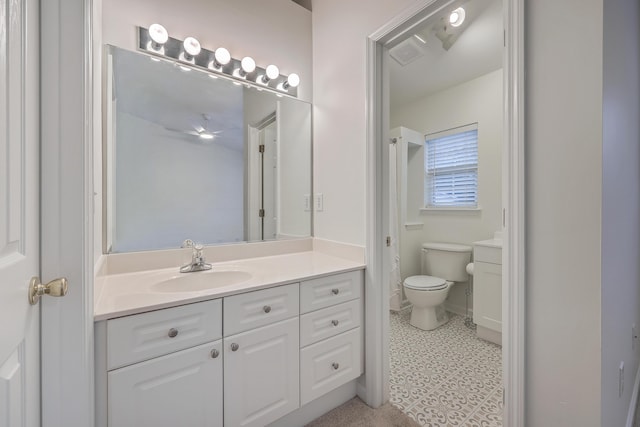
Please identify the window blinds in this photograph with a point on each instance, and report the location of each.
(451, 168)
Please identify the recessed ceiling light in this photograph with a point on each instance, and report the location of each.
(457, 17)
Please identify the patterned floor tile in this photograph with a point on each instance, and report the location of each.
(445, 377)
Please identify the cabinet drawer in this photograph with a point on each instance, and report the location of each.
(330, 321)
(180, 389)
(141, 337)
(254, 309)
(330, 290)
(329, 364)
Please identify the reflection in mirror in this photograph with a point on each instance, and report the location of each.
(189, 155)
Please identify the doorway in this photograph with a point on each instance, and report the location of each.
(512, 196)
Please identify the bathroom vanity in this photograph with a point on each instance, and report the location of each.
(241, 354)
(487, 289)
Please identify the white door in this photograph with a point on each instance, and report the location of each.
(19, 213)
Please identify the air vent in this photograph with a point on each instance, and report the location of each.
(407, 51)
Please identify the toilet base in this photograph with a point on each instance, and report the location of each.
(428, 318)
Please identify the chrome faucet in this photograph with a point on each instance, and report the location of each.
(197, 258)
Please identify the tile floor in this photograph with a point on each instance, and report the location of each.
(446, 377)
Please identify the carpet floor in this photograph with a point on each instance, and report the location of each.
(355, 413)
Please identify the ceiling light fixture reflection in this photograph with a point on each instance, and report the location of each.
(271, 72)
(190, 49)
(247, 66)
(159, 37)
(457, 17)
(221, 57)
(292, 81)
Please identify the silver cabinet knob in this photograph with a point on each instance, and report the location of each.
(55, 288)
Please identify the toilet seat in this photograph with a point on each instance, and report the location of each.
(425, 283)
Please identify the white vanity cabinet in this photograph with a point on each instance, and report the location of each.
(182, 388)
(261, 372)
(246, 359)
(159, 371)
(330, 325)
(487, 290)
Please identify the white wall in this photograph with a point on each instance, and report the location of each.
(277, 31)
(476, 101)
(620, 205)
(563, 211)
(294, 135)
(340, 30)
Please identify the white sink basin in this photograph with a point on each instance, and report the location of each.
(201, 281)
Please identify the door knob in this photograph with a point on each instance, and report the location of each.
(55, 288)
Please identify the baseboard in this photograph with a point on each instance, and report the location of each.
(633, 405)
(318, 407)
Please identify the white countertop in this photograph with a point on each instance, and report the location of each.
(123, 294)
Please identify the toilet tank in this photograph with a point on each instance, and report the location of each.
(446, 260)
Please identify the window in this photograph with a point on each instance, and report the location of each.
(451, 168)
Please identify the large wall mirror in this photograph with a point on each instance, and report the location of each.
(193, 155)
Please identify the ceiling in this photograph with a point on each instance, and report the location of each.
(477, 51)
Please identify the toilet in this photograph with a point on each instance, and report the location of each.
(443, 264)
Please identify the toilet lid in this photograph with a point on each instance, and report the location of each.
(427, 283)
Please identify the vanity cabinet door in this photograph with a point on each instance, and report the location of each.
(180, 389)
(261, 374)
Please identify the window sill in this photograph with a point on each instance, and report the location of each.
(451, 210)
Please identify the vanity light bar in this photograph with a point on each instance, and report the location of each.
(241, 70)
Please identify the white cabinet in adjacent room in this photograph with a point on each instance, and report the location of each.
(487, 289)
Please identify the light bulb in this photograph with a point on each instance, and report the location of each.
(457, 17)
(221, 57)
(272, 72)
(158, 34)
(191, 47)
(248, 64)
(292, 81)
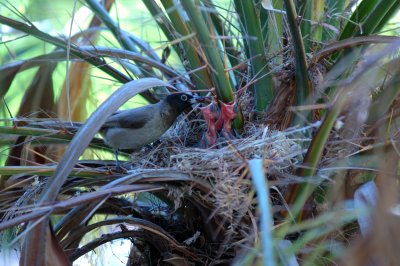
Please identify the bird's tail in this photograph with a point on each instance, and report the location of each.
(71, 127)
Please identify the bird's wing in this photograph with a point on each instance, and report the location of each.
(132, 118)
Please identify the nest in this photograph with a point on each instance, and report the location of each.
(224, 166)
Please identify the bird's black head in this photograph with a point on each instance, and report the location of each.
(180, 101)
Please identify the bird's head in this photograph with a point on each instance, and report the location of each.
(181, 101)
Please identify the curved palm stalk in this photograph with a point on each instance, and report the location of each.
(72, 154)
(83, 213)
(92, 59)
(96, 52)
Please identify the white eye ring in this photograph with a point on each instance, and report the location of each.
(184, 97)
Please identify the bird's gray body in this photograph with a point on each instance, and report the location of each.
(134, 128)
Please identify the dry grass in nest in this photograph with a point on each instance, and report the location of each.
(224, 166)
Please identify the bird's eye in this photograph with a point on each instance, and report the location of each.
(184, 97)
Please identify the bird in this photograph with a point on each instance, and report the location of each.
(134, 128)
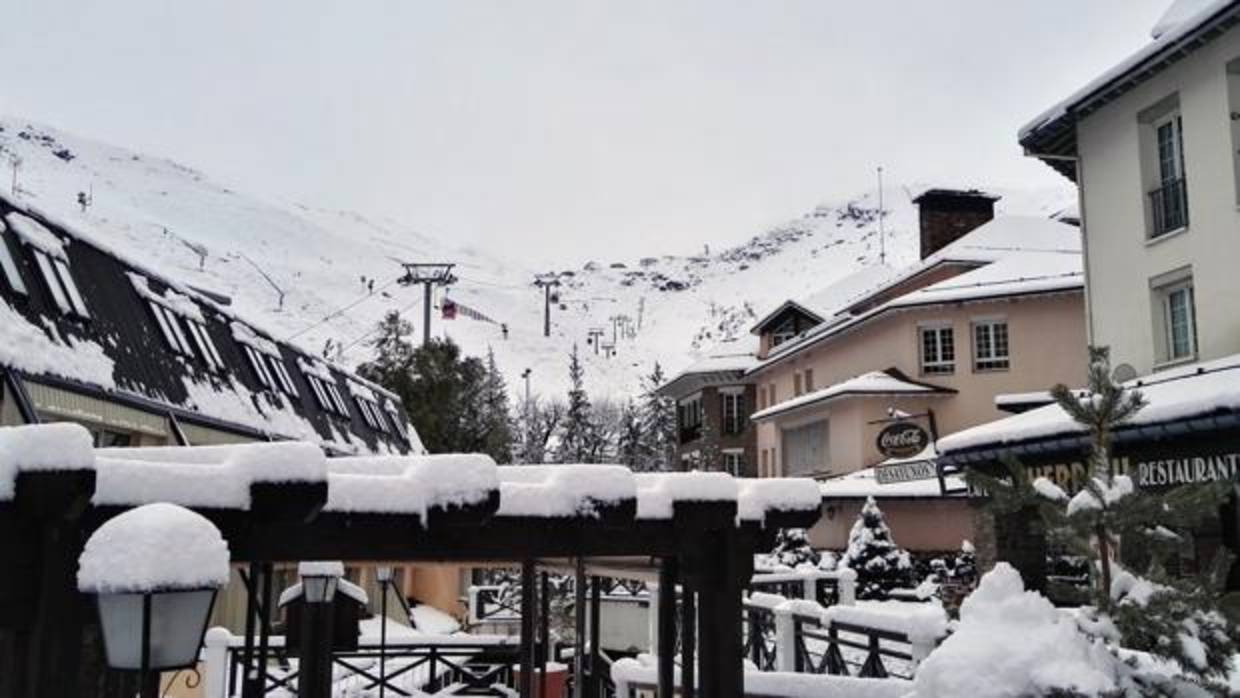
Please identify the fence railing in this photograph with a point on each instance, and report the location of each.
(450, 666)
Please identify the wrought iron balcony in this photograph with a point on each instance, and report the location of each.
(1168, 205)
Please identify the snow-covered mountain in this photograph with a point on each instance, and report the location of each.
(327, 262)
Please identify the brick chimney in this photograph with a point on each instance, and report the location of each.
(946, 215)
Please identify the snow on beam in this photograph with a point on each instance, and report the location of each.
(409, 485)
(41, 448)
(563, 491)
(202, 476)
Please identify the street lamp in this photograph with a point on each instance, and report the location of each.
(155, 572)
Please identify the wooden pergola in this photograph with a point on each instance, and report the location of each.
(685, 527)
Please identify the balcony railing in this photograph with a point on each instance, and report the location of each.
(1168, 205)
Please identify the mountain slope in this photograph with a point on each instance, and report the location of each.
(337, 270)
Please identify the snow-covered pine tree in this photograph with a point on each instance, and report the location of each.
(574, 440)
(496, 413)
(1184, 620)
(792, 548)
(879, 563)
(657, 424)
(630, 439)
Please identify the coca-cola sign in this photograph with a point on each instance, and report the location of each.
(902, 439)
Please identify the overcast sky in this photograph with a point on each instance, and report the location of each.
(566, 129)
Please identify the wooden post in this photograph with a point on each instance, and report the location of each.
(314, 675)
(595, 651)
(667, 627)
(688, 641)
(527, 629)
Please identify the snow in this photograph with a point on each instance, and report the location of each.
(562, 490)
(202, 476)
(1013, 642)
(177, 303)
(409, 484)
(1187, 392)
(29, 349)
(432, 620)
(757, 497)
(138, 197)
(642, 671)
(863, 484)
(1049, 490)
(37, 236)
(41, 448)
(150, 548)
(1012, 254)
(657, 492)
(873, 383)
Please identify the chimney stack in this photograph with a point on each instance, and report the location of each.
(947, 215)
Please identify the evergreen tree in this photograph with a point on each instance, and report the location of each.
(1184, 620)
(879, 563)
(657, 424)
(630, 439)
(792, 548)
(575, 438)
(496, 414)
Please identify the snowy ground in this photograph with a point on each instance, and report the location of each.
(213, 237)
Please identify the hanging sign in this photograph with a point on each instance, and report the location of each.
(902, 439)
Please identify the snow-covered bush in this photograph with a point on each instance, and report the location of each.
(879, 563)
(792, 548)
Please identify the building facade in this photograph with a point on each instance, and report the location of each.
(986, 313)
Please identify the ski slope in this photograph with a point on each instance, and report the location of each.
(326, 263)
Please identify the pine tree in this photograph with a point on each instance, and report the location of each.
(792, 548)
(879, 563)
(630, 440)
(1183, 620)
(574, 443)
(496, 413)
(657, 424)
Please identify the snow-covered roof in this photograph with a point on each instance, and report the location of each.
(862, 484)
(1199, 389)
(1009, 256)
(1172, 36)
(889, 382)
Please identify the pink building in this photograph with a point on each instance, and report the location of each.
(995, 309)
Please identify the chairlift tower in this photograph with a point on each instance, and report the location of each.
(429, 275)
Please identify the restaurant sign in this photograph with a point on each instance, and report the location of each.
(905, 472)
(902, 439)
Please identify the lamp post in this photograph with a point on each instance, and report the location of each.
(155, 572)
(383, 574)
(319, 584)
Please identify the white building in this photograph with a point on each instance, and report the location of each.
(1155, 148)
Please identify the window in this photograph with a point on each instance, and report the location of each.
(1179, 318)
(9, 267)
(258, 366)
(282, 376)
(938, 351)
(1162, 149)
(805, 449)
(990, 345)
(733, 412)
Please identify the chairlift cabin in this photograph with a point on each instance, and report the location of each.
(288, 502)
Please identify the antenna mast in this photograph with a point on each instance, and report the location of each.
(882, 233)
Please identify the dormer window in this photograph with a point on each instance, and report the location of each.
(9, 267)
(52, 263)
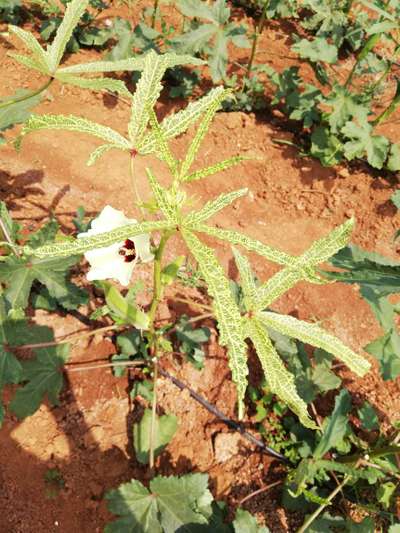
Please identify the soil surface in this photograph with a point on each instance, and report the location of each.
(291, 202)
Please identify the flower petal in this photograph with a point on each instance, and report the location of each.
(107, 262)
(142, 246)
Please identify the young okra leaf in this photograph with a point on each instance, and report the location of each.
(316, 336)
(320, 251)
(316, 50)
(55, 51)
(148, 90)
(246, 523)
(212, 207)
(226, 311)
(124, 312)
(344, 106)
(72, 123)
(190, 341)
(279, 379)
(85, 244)
(140, 140)
(164, 200)
(164, 430)
(257, 325)
(201, 132)
(177, 123)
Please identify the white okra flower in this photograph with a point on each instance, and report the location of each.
(118, 260)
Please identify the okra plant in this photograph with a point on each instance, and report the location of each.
(115, 246)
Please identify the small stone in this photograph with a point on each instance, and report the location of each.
(61, 447)
(226, 446)
(96, 489)
(344, 173)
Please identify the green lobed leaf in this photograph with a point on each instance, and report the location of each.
(393, 162)
(19, 273)
(316, 336)
(164, 429)
(279, 379)
(344, 105)
(169, 506)
(336, 426)
(44, 378)
(246, 523)
(10, 372)
(163, 152)
(226, 312)
(127, 312)
(368, 417)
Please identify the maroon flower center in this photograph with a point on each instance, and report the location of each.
(128, 251)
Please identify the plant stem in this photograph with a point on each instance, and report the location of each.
(105, 365)
(66, 340)
(319, 510)
(153, 416)
(8, 237)
(193, 303)
(259, 491)
(154, 16)
(135, 185)
(390, 109)
(256, 36)
(27, 96)
(232, 424)
(157, 296)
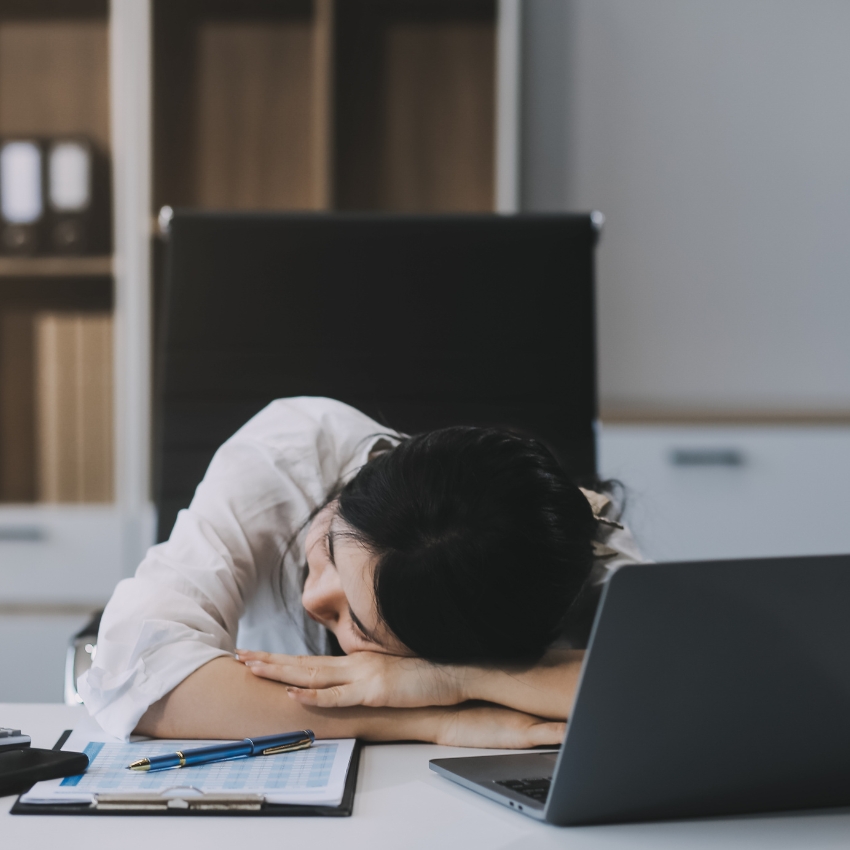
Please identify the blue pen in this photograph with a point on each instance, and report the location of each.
(267, 746)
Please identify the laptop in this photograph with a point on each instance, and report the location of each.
(709, 688)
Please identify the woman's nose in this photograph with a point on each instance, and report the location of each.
(323, 597)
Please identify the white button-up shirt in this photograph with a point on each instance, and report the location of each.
(231, 573)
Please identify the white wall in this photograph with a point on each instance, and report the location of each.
(715, 137)
(32, 666)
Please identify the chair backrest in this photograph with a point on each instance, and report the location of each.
(419, 321)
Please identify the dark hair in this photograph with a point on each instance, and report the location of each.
(482, 543)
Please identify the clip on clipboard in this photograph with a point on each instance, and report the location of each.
(185, 799)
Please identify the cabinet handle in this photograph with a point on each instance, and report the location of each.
(707, 457)
(22, 534)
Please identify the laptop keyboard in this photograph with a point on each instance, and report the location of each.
(537, 789)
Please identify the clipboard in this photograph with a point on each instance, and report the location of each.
(209, 805)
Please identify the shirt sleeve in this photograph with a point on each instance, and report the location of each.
(182, 608)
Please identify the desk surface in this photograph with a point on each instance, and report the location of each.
(400, 803)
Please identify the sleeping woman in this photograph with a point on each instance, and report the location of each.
(330, 575)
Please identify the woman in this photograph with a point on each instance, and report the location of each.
(442, 565)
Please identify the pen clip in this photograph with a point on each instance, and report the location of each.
(303, 744)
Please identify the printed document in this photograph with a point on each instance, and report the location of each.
(315, 776)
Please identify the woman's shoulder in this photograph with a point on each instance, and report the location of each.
(305, 443)
(308, 418)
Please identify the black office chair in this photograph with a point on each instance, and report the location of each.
(418, 321)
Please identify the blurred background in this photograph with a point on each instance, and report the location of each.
(712, 134)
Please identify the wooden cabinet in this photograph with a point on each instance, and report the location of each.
(55, 431)
(397, 105)
(354, 104)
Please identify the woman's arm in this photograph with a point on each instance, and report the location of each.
(379, 680)
(223, 699)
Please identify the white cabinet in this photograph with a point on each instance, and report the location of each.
(697, 492)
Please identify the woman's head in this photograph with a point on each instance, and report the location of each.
(464, 544)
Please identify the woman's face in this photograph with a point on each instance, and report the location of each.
(339, 593)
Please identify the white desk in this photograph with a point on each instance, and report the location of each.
(399, 804)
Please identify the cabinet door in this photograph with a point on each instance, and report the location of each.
(722, 492)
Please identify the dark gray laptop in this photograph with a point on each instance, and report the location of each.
(710, 688)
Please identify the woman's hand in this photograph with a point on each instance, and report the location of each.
(362, 678)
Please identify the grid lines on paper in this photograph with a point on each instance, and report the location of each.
(303, 770)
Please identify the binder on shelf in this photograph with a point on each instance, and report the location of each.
(54, 197)
(21, 196)
(70, 197)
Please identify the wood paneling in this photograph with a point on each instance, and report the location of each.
(243, 104)
(415, 101)
(253, 132)
(54, 78)
(17, 423)
(438, 119)
(74, 407)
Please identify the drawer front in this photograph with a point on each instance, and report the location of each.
(724, 492)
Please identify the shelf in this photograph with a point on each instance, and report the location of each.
(55, 266)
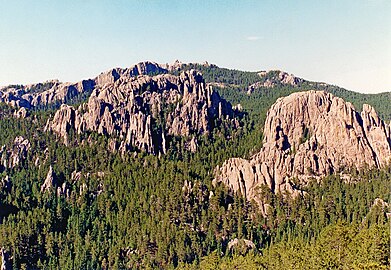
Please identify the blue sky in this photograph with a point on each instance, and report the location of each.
(347, 43)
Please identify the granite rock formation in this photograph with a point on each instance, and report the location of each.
(52, 92)
(273, 78)
(16, 154)
(140, 112)
(309, 135)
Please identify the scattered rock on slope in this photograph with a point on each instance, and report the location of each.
(309, 134)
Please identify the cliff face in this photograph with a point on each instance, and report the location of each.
(273, 78)
(51, 92)
(139, 112)
(309, 134)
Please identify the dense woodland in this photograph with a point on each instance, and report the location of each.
(143, 211)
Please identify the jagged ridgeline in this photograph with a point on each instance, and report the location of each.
(85, 182)
(140, 112)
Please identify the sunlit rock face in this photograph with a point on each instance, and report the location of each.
(139, 111)
(309, 134)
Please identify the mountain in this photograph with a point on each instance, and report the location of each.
(140, 111)
(309, 135)
(119, 172)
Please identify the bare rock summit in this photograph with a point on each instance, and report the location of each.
(140, 112)
(309, 135)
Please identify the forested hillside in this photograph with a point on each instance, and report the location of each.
(102, 209)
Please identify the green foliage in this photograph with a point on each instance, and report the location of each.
(134, 210)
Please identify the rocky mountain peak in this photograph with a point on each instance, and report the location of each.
(140, 112)
(309, 135)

[Task instructions] Print again the material above, limited to the lines from the one holding "Please identify the dense" through the last, inclusive.

[Response area]
Please identify the dense woodland in this photograph with a point on each instance, and report the location of each.
(143, 211)
Please identify the jagged ridgeline in this photograph with a point on each instance, and report the location of each.
(85, 182)
(140, 112)
Please identify the sunlit rock face in this photograph with a point on each instance, and report the location of each.
(139, 111)
(309, 134)
Please identify the mountain in this photograph with a point on each instance, and report the location of each.
(140, 111)
(309, 135)
(119, 172)
Please identify the bare rock summit in this photograph with a point on each instance, and report the location of each.
(140, 112)
(309, 135)
Please identify the forested hillside in this photograph with a point on each instance, and report the location of each.
(102, 209)
Please identify the green foliage in this photograph with a point on each instance, and report the location of each.
(134, 210)
Please identify the rocky mountain peak in this photograph with a point on each instance, and report the location of each.
(140, 112)
(309, 135)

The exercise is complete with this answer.